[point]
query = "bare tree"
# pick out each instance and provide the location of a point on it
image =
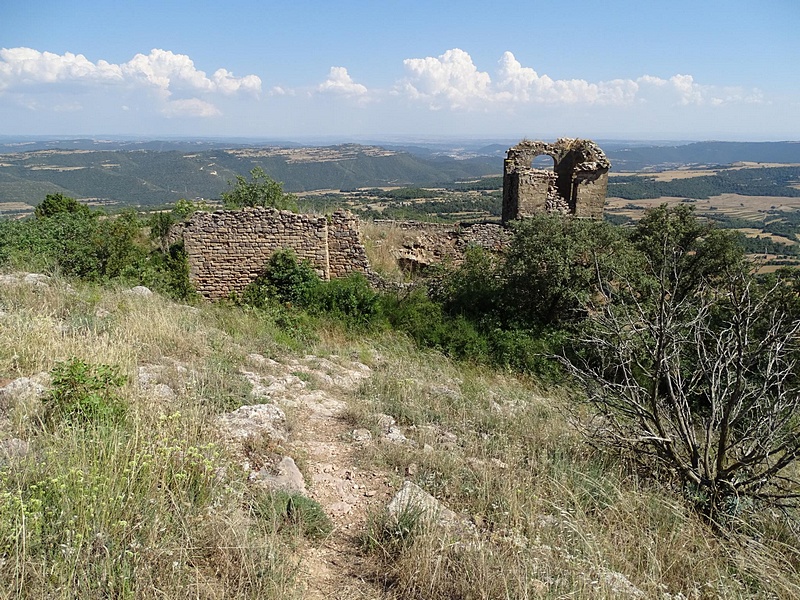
(704, 383)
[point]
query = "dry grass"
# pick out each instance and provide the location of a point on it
(155, 507)
(554, 518)
(381, 242)
(159, 508)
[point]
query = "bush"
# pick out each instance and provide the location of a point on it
(428, 325)
(54, 204)
(284, 279)
(280, 509)
(349, 299)
(85, 394)
(261, 190)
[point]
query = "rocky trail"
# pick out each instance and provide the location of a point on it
(303, 417)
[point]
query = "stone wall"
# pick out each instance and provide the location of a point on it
(228, 249)
(577, 184)
(434, 243)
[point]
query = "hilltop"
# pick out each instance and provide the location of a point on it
(155, 173)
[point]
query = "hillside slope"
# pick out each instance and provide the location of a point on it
(193, 492)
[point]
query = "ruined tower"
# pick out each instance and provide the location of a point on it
(576, 185)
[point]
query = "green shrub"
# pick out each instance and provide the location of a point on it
(284, 279)
(426, 322)
(349, 299)
(279, 509)
(85, 394)
(54, 204)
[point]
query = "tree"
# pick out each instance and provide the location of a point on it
(261, 190)
(54, 204)
(554, 266)
(696, 372)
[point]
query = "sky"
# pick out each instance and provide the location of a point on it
(385, 69)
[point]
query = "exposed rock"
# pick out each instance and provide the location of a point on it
(288, 477)
(620, 585)
(361, 435)
(14, 448)
(255, 420)
(23, 389)
(140, 291)
(396, 435)
(163, 391)
(413, 500)
(385, 422)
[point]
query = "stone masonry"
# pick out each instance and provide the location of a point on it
(577, 184)
(228, 249)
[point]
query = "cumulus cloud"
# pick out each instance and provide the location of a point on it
(190, 107)
(340, 82)
(452, 80)
(173, 77)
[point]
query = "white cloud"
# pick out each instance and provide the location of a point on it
(340, 82)
(26, 66)
(190, 107)
(177, 83)
(452, 80)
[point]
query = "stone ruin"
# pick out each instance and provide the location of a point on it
(228, 249)
(576, 186)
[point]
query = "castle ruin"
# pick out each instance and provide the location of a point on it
(228, 249)
(576, 185)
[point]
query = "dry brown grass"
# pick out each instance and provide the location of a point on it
(554, 517)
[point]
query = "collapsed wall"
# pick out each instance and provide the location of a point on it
(228, 249)
(576, 185)
(427, 244)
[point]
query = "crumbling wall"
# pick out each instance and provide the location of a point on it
(577, 184)
(228, 249)
(435, 243)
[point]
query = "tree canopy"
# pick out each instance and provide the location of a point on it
(54, 204)
(260, 190)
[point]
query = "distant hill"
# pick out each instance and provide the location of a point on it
(144, 176)
(153, 172)
(640, 158)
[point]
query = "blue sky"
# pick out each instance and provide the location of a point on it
(370, 69)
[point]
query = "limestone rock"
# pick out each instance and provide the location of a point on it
(288, 477)
(256, 420)
(361, 435)
(23, 389)
(413, 500)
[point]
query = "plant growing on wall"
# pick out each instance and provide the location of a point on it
(260, 190)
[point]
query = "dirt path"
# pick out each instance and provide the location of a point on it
(314, 392)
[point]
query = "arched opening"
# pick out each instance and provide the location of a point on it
(543, 162)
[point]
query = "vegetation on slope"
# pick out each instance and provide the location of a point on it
(551, 512)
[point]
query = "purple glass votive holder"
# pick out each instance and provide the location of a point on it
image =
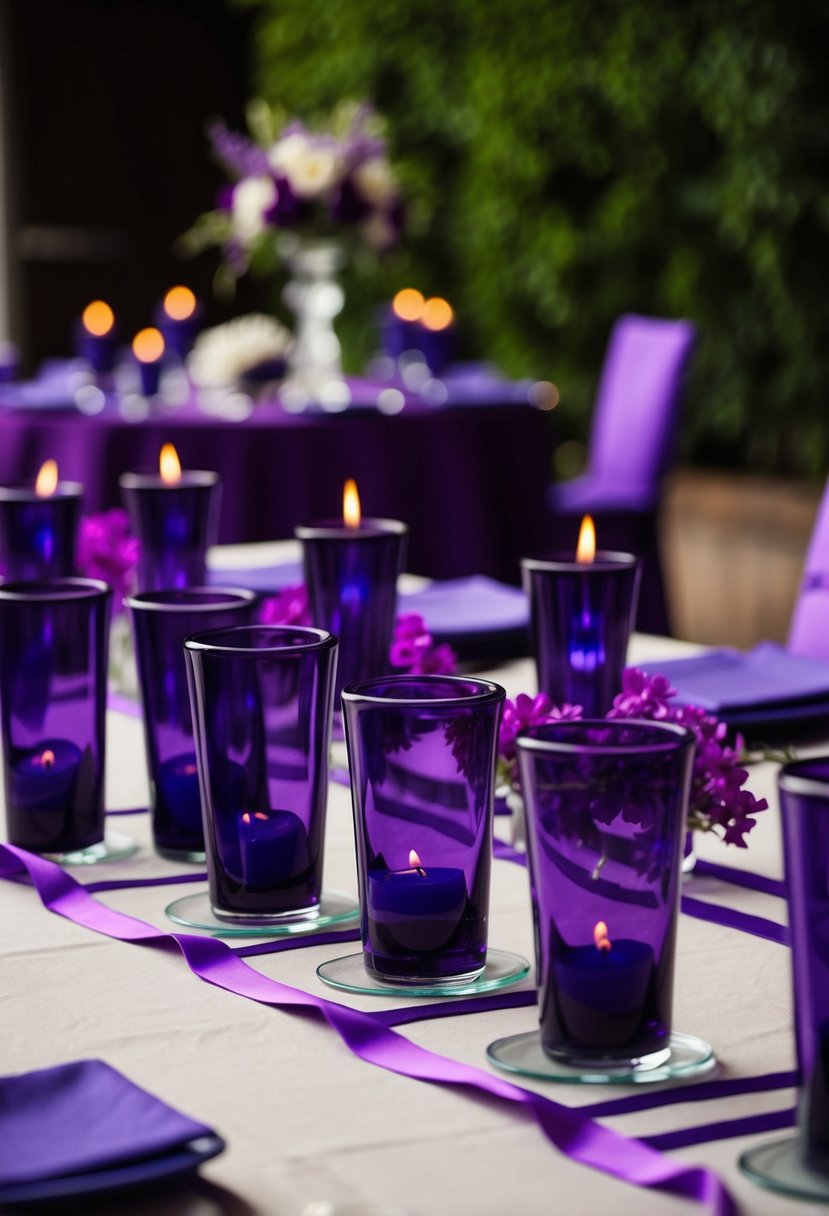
(175, 523)
(261, 704)
(54, 639)
(161, 621)
(351, 579)
(38, 534)
(605, 804)
(422, 753)
(581, 621)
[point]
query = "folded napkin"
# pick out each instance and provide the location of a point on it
(83, 1116)
(726, 681)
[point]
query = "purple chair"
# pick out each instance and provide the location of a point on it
(808, 631)
(631, 449)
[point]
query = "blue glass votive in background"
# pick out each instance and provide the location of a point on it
(54, 639)
(161, 623)
(261, 704)
(605, 805)
(582, 615)
(175, 516)
(422, 753)
(39, 527)
(351, 578)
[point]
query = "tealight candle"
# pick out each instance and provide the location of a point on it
(175, 514)
(39, 527)
(582, 614)
(95, 336)
(351, 570)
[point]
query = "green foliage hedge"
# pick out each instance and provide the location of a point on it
(573, 159)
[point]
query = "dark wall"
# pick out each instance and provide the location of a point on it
(108, 163)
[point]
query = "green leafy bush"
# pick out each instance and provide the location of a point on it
(573, 159)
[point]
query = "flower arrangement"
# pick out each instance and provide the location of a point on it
(718, 803)
(289, 179)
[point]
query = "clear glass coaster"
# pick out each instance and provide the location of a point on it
(349, 974)
(114, 846)
(524, 1054)
(779, 1166)
(195, 912)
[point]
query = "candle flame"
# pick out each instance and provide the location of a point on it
(436, 314)
(97, 319)
(586, 546)
(351, 513)
(179, 303)
(409, 304)
(601, 936)
(169, 465)
(46, 480)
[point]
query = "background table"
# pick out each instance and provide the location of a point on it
(303, 1118)
(468, 479)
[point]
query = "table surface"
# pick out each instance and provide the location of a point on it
(304, 1119)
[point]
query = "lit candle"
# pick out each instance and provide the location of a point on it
(175, 516)
(39, 525)
(179, 319)
(416, 910)
(599, 994)
(148, 348)
(95, 336)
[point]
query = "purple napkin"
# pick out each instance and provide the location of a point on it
(82, 1116)
(727, 681)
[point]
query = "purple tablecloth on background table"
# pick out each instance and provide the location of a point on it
(469, 479)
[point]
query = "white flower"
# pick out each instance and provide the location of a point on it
(374, 181)
(252, 198)
(223, 355)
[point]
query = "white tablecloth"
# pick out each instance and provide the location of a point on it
(303, 1118)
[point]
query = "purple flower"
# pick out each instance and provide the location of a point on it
(107, 550)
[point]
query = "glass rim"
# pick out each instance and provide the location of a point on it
(332, 529)
(675, 737)
(50, 590)
(791, 778)
(317, 640)
(486, 693)
(154, 601)
(604, 559)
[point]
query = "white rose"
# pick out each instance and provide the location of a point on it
(374, 181)
(252, 198)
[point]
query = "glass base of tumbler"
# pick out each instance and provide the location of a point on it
(195, 912)
(779, 1166)
(114, 846)
(687, 1056)
(349, 974)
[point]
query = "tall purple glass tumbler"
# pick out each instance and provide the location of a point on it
(175, 522)
(607, 806)
(261, 704)
(161, 623)
(581, 619)
(422, 753)
(38, 533)
(54, 637)
(351, 579)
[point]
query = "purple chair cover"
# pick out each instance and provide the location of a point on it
(808, 634)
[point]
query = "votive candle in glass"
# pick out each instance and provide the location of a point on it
(39, 527)
(605, 805)
(261, 705)
(161, 623)
(54, 639)
(422, 753)
(175, 516)
(582, 615)
(351, 569)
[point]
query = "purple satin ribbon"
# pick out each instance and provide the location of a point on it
(582, 1140)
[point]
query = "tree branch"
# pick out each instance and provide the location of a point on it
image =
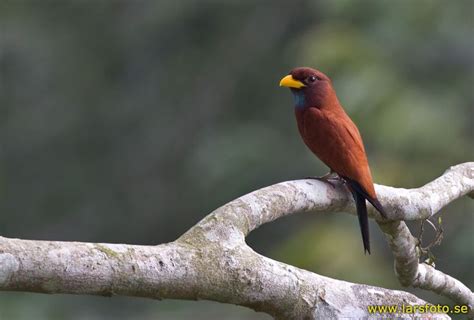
(212, 261)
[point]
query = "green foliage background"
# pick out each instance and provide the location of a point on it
(128, 121)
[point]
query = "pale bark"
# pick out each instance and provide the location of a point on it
(212, 261)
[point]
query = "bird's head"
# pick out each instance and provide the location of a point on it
(310, 87)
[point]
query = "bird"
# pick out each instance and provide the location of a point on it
(333, 137)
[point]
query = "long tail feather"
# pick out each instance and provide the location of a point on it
(363, 219)
(373, 201)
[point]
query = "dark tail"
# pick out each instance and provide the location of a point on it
(363, 219)
(360, 195)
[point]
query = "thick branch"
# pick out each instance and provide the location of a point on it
(211, 260)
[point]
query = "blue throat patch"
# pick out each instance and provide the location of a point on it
(299, 97)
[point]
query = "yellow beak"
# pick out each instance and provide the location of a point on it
(291, 82)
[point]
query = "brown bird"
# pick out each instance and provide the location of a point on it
(332, 136)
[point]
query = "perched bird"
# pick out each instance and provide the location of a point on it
(332, 136)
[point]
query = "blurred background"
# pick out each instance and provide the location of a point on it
(129, 121)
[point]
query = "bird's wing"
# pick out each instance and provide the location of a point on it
(335, 139)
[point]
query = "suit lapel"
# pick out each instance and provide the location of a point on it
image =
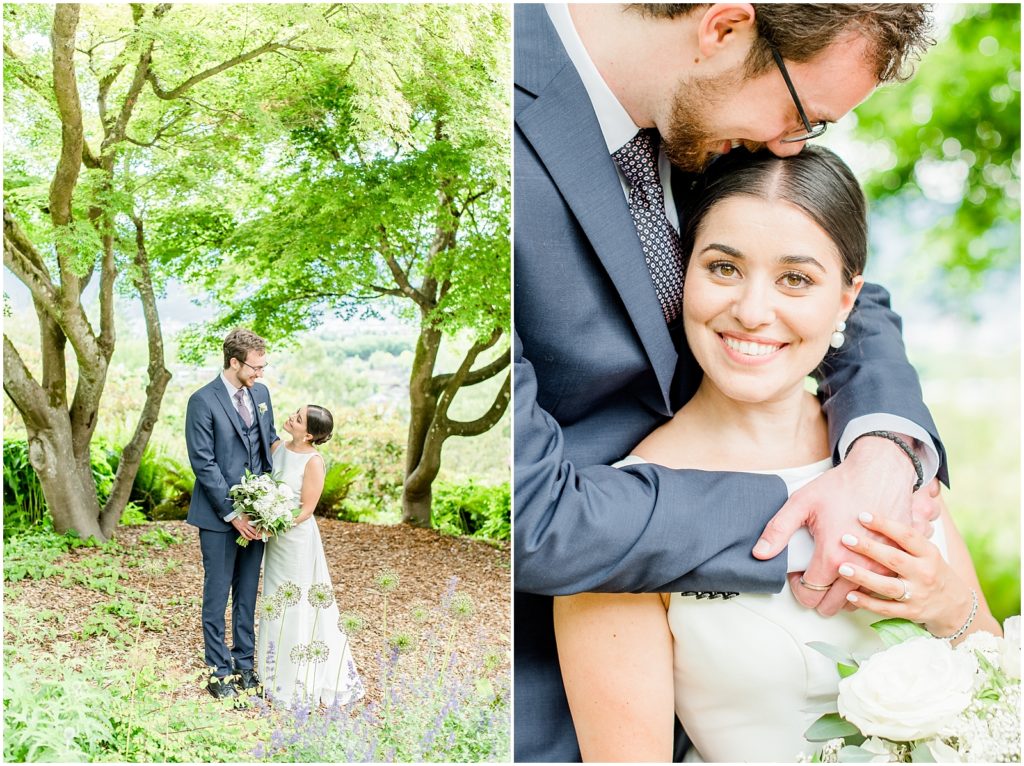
(220, 393)
(562, 128)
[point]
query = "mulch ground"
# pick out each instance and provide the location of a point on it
(424, 560)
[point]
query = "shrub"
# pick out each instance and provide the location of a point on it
(24, 505)
(162, 488)
(337, 485)
(32, 553)
(111, 707)
(471, 509)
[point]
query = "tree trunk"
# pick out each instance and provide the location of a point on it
(429, 425)
(423, 406)
(66, 479)
(416, 508)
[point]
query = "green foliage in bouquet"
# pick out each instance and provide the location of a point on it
(923, 700)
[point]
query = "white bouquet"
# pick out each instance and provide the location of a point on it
(271, 505)
(923, 700)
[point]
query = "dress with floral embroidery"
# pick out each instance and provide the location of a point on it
(302, 652)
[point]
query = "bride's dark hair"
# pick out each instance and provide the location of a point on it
(320, 423)
(815, 180)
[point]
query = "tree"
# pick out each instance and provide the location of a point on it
(411, 205)
(958, 121)
(132, 108)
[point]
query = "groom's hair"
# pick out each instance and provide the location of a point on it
(239, 343)
(320, 423)
(899, 33)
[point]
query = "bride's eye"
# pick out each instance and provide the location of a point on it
(796, 280)
(723, 268)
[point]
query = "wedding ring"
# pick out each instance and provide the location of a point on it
(906, 591)
(813, 587)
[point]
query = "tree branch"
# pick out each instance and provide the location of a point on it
(159, 377)
(477, 376)
(400, 277)
(486, 421)
(28, 395)
(70, 109)
(34, 82)
(216, 70)
(26, 263)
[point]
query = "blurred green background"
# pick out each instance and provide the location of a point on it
(939, 158)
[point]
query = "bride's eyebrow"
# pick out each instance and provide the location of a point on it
(802, 260)
(723, 249)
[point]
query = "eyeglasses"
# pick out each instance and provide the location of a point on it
(811, 129)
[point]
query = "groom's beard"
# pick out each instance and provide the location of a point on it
(689, 143)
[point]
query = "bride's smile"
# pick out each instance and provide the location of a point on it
(763, 294)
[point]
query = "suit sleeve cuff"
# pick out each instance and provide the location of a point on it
(923, 444)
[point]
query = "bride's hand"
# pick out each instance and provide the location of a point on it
(925, 588)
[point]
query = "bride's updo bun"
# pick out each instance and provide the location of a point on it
(320, 423)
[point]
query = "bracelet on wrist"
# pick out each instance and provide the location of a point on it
(896, 439)
(970, 619)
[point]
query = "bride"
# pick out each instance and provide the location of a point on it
(303, 653)
(776, 247)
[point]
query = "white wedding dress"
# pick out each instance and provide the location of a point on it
(294, 561)
(744, 677)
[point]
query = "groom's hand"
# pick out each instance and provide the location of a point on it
(245, 526)
(876, 477)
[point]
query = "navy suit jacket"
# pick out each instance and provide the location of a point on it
(596, 370)
(217, 450)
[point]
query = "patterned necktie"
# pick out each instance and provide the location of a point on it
(243, 410)
(638, 161)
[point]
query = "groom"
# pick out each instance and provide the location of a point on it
(228, 430)
(604, 96)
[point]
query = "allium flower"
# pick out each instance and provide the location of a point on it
(321, 595)
(271, 608)
(462, 606)
(317, 651)
(350, 623)
(289, 594)
(401, 642)
(387, 580)
(299, 653)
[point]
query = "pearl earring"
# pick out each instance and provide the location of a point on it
(838, 338)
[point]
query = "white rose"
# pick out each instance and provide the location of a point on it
(1011, 655)
(909, 691)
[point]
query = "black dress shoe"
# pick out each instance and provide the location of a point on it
(222, 688)
(248, 679)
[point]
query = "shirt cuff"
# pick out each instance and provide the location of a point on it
(800, 550)
(922, 443)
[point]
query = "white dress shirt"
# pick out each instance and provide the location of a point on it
(248, 402)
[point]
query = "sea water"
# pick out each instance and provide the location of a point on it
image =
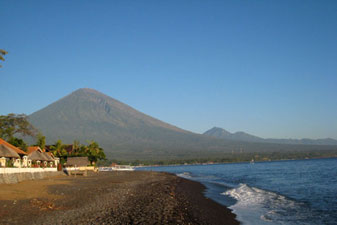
(280, 192)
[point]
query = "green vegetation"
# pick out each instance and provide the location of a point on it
(41, 141)
(228, 158)
(93, 151)
(12, 124)
(2, 54)
(17, 142)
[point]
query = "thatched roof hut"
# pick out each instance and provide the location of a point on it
(8, 152)
(36, 156)
(78, 161)
(48, 157)
(17, 150)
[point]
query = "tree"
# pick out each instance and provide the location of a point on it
(15, 124)
(17, 142)
(41, 141)
(94, 152)
(59, 149)
(2, 53)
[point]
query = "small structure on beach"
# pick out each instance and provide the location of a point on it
(9, 154)
(77, 162)
(41, 158)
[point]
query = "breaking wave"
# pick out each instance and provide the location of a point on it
(257, 206)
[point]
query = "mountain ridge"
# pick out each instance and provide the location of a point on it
(125, 133)
(242, 136)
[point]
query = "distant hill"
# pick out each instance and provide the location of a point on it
(242, 136)
(126, 133)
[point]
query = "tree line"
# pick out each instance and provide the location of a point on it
(13, 126)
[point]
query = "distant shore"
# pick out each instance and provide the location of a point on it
(136, 197)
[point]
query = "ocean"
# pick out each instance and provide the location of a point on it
(279, 192)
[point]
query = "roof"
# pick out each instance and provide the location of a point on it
(7, 152)
(37, 155)
(31, 149)
(16, 149)
(78, 161)
(48, 157)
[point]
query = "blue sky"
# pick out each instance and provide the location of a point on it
(265, 67)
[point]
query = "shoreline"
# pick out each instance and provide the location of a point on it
(137, 197)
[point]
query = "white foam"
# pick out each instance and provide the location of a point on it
(256, 206)
(186, 175)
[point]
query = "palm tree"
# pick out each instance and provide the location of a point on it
(2, 53)
(59, 149)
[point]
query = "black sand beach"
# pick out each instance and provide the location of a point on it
(111, 198)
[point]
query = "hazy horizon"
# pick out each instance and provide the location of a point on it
(265, 68)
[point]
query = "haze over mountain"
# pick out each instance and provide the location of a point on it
(126, 133)
(242, 136)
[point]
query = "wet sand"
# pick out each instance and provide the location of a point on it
(110, 198)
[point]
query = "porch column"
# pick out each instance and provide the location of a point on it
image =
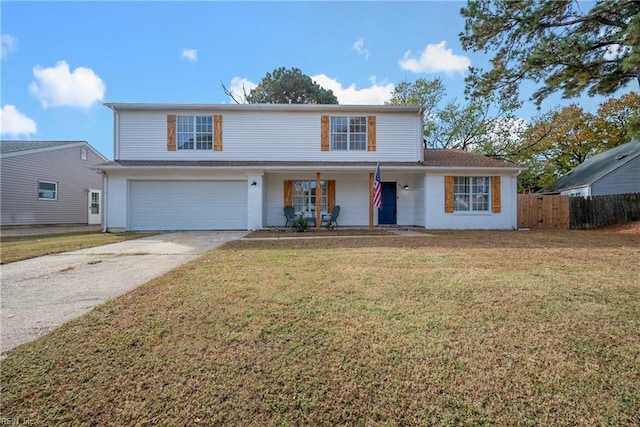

### Task requirements
Find every line of the data above that holds the word "bride", then state how many there are and nothing else.

### Task response
7